● WORK TO BE COMPLETED:
Rewrite all the records, swapping "Indicate" for "Mark" everywhere it appears and leaving the rest unchanged. Omit the pictures.

==== LISTED RECORDS

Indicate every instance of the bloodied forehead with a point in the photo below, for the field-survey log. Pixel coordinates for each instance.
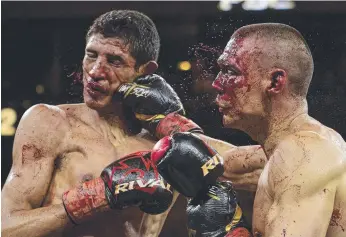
(239, 48)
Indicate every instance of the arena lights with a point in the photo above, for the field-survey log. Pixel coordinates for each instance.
(184, 65)
(257, 5)
(8, 119)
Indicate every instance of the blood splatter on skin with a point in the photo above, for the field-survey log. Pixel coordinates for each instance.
(240, 62)
(30, 153)
(335, 219)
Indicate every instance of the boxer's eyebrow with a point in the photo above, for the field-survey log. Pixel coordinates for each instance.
(226, 66)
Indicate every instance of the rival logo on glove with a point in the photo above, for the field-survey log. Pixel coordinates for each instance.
(211, 164)
(137, 184)
(134, 89)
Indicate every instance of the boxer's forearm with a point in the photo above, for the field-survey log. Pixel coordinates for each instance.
(243, 166)
(45, 221)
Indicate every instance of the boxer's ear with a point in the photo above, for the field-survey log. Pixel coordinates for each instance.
(278, 81)
(148, 68)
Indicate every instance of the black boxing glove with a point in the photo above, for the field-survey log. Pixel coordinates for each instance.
(187, 163)
(156, 105)
(215, 213)
(130, 181)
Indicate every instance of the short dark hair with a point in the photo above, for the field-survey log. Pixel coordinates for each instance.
(134, 28)
(288, 50)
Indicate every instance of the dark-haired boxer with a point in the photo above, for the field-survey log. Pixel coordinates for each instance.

========

● COMPLETED EXERCISE:
Mark every instance of the bloodied forehead with a point in the photo below, for the field-survey log. Pixel coordinates for each instance.
(239, 48)
Mark every instance of the arena lights with a point in the photo above, for the field-survey log. Pixel coordinates for each instance.
(184, 65)
(257, 5)
(8, 119)
Mark every instance of the blood splatter on skin with a point in the photo above, for the field-survey log. Pixel coordinates for each instance.
(240, 62)
(30, 153)
(335, 219)
Mark every instance of the boxer's eyebrow with a point in the photo above, for the field-survey log. Pixel coordinates for each instance.
(226, 66)
Mark every instance of the rival logo on glove with a point in the photo above, for the field-survey log. Pixel coordinates for each instance.
(211, 164)
(137, 184)
(134, 89)
Mark every instance of the boxer's forearm with a point in the photo above, for the field-survey log. Pixel coordinates for each instance.
(243, 166)
(45, 221)
Mark every instance of the boxer's ear with a point in the photo above, for the field-survey log. Pixel coordinates for each instance.
(278, 81)
(148, 68)
Mark every instance of the black boxing glove with a point in the photo above, for the field-survey log. Pixel coordinates for each instance.
(187, 163)
(156, 105)
(215, 213)
(130, 181)
Mark every instance of the short dark hair with a point in the photo above, for the field-survey log. Pixel coordinates for each instance.
(134, 28)
(288, 50)
Mark every instance of the dark-haired boxer with a point in the photo above, for the field-survey log. Pixel coordinates for each instance.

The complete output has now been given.